Aufgabe –
Beantworten Sie anhand des Textauszugs über KI in der Verwaltung die folgenden Fragen.
1. Welche Funktion hat Paul Meyrat bei der Stadt Zürich?
2. Worauf liegt beim KI-Einsatz in der Verwaltung aktuell der Fokus?
3. Wie viele Gemeinden hat die Schweiz?

Textauszug –
● ● ●

Der Einsatz von Künstlicher Intelligenz (KI) wirft in der Verwaltung viele Fragen auf – technologische, organisatorische und ethische. Paul Meyrat, Senior Digital Transformation Consultant bei der Stadt Zürich, hat in seiner Keynote im Rahmen unseres Online-Kongress Zukunft Digital Schweiz 2025 anhand konkreter Beispiele gezeigt, wie KI sinnvoll in Behörden eingesetzt werden kann – mit Verantwortung, Augenmaß und Nutzen für die Gesellschaft.
Der Stand der Dinge: Zwischen Aufbruch und Alltag
Zu Beginn macht Paul Meyrat deutlich: Die Verwaltung steht noch am Anfang der KI-Reise. Aktuell liegt der Fokus auf der individuellen Produktivitätssteigerung. Erst wenn breite Teile der Belegschaft die Technologien verstehen, wird es möglich sein, Fachanwendungen sinnvoll zu automatisieren. Dabei steht die Öffentliche Hand in puncto Innovation nicht unbedingt hinter der Privatwirtschaft – beide bewegen sich auf vergleichbarem Niveau.
Digitale Souveränität: Vom Modewort zur Realität
Jüngste Entwicklungen haben gezeigt: Abhängigkeiten von großen Anbietern können problematisch werden. In einem föderal organisierten Staat wie der Schweiz ist die Herausforderung noch komplexer: 2.121 Gemeinden, viele Kantone, wenig zentrale Steuerung – ein Flickenteppich, der koordiniert werden muss.

● ● ●

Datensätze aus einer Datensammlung
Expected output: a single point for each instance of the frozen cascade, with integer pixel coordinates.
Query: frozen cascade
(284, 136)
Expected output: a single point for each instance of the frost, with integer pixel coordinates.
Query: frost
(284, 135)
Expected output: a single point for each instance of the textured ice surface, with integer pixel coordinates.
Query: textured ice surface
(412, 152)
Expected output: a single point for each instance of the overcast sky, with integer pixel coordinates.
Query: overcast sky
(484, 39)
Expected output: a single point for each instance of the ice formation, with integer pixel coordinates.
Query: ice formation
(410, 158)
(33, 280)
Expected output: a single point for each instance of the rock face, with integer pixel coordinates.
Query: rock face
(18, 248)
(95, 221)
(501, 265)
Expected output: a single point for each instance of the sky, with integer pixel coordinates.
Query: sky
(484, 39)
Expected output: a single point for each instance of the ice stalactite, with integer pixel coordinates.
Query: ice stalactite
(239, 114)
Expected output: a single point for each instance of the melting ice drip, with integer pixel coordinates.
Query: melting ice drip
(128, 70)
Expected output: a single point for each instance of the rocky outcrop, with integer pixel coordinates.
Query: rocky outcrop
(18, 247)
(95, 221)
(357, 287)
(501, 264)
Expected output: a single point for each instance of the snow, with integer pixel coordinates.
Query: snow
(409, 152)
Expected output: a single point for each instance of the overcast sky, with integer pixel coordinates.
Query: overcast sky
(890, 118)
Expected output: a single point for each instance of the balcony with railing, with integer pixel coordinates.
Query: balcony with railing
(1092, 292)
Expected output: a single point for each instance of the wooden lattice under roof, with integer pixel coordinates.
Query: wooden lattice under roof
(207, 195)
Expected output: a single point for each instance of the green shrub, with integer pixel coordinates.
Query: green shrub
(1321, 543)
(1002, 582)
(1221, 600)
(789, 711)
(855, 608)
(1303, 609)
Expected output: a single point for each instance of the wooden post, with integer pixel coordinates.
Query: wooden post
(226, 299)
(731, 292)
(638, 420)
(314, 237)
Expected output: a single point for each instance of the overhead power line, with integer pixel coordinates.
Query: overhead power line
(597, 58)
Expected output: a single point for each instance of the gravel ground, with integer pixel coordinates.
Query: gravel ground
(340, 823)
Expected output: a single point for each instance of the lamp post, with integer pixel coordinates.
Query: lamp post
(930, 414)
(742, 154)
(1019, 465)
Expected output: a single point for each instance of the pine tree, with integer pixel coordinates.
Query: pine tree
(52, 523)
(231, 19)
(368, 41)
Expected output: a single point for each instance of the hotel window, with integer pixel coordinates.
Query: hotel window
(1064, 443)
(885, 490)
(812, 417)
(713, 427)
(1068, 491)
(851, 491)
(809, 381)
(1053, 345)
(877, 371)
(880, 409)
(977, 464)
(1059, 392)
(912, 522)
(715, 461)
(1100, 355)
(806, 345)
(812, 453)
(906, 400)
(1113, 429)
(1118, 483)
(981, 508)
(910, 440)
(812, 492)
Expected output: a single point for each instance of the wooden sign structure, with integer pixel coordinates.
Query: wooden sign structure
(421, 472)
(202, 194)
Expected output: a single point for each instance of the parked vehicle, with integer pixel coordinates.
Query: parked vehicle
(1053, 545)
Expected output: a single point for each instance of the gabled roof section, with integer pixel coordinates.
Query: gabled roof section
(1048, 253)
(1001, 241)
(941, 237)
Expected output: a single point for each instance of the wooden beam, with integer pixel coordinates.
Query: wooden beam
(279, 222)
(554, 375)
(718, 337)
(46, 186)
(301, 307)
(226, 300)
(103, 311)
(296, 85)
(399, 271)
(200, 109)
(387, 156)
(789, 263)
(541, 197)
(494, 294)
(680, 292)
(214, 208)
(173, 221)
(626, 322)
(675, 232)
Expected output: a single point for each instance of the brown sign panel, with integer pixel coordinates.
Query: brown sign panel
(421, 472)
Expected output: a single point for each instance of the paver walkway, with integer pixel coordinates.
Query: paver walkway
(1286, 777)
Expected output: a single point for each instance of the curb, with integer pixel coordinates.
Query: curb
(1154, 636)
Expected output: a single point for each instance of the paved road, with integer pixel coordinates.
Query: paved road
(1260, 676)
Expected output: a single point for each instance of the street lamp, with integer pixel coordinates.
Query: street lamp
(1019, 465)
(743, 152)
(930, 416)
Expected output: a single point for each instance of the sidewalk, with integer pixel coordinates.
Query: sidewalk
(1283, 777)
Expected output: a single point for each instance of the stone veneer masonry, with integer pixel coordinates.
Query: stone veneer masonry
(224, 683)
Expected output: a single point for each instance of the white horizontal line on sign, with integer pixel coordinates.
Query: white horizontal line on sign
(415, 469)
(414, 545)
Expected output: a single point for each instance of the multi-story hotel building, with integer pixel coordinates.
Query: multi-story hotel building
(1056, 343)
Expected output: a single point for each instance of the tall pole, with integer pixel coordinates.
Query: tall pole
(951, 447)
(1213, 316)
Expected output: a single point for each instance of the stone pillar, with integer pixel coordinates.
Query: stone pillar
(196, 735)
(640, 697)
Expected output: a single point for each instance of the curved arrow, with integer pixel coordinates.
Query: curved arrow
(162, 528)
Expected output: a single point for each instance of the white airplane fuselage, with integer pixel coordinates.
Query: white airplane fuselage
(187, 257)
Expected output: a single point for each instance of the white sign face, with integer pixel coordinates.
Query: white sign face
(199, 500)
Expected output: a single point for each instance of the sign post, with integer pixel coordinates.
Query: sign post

● ● ●

Lösung –
1. Paul Meyrat ist Senior Digital Transformation Consultant bei der Stadt Zürich.
2. Der Fokus liegt aktuell auf der individuellen Produktivitätssteigerung.
3. Die Schweiz hat 2.121 Gemeinden.